**Given task**
Write out precisely the lines beginning with the line that contains "If you would be so good as to mark the beaded" and ending with the last line of the entries, and no other lines.

— Begin Records supplied —

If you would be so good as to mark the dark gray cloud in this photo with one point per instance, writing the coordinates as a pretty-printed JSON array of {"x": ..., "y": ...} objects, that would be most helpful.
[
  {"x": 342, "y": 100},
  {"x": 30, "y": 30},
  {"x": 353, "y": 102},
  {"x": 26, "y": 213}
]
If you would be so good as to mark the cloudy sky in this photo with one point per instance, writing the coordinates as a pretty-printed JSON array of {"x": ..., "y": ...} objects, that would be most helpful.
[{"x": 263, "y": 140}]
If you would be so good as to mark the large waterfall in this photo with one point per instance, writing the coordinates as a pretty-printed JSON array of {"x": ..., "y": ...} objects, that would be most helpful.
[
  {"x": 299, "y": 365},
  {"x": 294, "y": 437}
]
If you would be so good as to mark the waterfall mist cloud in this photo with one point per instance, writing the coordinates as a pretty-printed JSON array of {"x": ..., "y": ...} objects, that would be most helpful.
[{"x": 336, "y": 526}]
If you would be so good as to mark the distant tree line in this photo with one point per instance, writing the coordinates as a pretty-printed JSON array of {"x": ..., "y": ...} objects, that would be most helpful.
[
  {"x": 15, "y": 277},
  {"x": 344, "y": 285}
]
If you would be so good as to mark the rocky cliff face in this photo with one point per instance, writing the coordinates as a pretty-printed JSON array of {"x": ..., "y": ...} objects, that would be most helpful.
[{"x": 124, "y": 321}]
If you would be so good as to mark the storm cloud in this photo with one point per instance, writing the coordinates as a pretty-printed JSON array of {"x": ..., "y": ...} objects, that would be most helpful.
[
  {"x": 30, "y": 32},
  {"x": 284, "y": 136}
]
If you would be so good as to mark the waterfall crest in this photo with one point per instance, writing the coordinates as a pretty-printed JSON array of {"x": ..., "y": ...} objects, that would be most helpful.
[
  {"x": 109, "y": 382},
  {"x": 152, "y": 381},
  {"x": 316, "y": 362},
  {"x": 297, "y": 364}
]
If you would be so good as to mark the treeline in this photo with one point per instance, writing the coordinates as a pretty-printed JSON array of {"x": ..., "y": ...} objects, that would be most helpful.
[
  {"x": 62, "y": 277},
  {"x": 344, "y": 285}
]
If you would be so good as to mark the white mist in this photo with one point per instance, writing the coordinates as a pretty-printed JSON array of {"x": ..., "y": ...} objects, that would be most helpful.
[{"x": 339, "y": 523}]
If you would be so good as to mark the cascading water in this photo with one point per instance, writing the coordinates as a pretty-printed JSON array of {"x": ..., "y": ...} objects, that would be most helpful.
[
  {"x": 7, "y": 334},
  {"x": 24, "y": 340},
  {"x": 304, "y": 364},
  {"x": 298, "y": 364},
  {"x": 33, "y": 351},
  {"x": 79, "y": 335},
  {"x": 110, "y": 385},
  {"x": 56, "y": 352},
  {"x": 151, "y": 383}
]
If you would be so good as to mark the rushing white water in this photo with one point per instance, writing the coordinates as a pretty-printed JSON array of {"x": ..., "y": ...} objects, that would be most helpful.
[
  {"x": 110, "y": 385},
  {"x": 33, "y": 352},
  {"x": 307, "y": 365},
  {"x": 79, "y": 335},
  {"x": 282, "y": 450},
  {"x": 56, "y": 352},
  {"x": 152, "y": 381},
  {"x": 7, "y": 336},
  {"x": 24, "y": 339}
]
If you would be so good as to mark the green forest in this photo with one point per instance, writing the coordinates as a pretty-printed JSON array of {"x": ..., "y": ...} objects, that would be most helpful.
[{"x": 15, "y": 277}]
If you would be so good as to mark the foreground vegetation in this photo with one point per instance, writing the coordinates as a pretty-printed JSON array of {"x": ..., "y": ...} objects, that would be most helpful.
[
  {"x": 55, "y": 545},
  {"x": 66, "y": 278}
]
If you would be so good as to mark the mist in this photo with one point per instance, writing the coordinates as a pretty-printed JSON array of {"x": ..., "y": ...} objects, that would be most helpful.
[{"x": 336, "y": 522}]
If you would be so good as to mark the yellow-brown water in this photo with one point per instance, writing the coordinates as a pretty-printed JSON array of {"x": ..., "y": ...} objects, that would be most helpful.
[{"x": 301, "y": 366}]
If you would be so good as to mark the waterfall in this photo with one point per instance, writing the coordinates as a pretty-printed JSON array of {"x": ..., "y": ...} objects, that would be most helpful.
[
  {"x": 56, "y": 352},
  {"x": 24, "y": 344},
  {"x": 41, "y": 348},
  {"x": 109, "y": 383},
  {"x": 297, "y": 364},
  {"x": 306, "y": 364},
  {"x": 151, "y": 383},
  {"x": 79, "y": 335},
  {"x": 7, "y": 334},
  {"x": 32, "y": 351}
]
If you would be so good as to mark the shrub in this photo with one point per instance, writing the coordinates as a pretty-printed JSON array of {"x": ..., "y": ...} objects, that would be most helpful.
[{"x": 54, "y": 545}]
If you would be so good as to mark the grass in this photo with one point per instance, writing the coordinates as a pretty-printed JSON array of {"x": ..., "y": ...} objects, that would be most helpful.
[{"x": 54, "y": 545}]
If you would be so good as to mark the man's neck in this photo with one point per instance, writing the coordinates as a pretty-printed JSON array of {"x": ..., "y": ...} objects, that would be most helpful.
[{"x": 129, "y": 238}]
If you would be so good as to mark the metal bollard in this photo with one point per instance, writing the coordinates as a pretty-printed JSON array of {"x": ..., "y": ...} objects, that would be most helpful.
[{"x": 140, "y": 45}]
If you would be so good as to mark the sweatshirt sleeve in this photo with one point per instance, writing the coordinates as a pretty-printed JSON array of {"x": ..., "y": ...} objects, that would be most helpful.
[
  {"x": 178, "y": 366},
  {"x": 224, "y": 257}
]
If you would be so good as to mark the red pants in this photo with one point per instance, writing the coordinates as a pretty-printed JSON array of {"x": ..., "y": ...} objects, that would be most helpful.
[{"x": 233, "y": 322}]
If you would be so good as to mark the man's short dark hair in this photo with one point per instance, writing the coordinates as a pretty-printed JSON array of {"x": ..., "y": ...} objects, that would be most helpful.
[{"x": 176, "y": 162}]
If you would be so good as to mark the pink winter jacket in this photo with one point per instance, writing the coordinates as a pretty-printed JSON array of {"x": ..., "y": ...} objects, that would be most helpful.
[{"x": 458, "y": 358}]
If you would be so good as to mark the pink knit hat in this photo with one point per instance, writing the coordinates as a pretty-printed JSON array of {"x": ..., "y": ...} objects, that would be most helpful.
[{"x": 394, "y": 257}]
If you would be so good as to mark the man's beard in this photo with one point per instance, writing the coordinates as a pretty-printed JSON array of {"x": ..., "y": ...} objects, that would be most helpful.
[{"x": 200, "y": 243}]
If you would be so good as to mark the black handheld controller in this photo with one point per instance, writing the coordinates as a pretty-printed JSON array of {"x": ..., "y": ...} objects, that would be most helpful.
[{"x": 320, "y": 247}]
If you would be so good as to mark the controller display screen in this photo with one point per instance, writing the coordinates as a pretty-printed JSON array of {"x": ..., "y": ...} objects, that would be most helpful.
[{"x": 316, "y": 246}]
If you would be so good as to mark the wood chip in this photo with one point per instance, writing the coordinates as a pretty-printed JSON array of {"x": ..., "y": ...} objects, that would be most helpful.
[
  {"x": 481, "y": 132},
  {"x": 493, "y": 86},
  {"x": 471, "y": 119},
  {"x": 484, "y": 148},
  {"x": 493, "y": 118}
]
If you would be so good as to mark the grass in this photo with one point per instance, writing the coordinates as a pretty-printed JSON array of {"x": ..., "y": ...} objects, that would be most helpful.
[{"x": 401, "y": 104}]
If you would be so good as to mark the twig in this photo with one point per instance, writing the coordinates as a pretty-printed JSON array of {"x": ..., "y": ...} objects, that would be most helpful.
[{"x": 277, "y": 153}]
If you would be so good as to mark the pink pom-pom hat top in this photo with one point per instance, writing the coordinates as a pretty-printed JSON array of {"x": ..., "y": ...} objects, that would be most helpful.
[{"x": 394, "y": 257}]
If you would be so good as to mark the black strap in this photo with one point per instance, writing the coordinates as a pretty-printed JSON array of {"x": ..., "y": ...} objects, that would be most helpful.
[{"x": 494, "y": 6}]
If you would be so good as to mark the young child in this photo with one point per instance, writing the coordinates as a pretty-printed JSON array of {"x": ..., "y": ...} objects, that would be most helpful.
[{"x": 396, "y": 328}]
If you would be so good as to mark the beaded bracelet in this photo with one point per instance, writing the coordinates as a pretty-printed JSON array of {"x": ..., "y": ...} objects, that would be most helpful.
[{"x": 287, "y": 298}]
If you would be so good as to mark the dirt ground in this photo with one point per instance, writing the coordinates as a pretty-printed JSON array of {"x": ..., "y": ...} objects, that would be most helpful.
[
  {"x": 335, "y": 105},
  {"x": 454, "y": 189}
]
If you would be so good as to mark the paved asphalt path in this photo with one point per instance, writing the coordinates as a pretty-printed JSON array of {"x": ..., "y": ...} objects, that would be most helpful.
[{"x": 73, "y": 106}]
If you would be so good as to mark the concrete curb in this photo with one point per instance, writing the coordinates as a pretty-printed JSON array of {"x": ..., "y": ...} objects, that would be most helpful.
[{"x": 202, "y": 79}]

— End Records supplied —

**Worked answer**
If you would be so good as to mark the beaded bracelet in this photo with one point per instance, writing the coordinates as a pretty-printed JSON array of {"x": ..., "y": ...} objects, that would be most helpful.
[{"x": 287, "y": 298}]
If you would be so good as to mark the dirt ground in this photo with one point per instance, writing the coordinates as a pretty-printed JSON array of {"x": ..., "y": ...} objects, that would be most helpful.
[
  {"x": 335, "y": 105},
  {"x": 454, "y": 189}
]
If you would be so good as to mark the paved asphalt path in this photo with one point per instance, writing the coordinates as a pretty-printed JSON array of {"x": ..., "y": ...} objects, that would be most helpful.
[{"x": 73, "y": 106}]
If you would be so good as to mark the concrete curb in this photo with one point per instance, writing the coordinates as a pretty-printed JSON array of {"x": ..., "y": ...} objects, that would be most helpful.
[{"x": 202, "y": 79}]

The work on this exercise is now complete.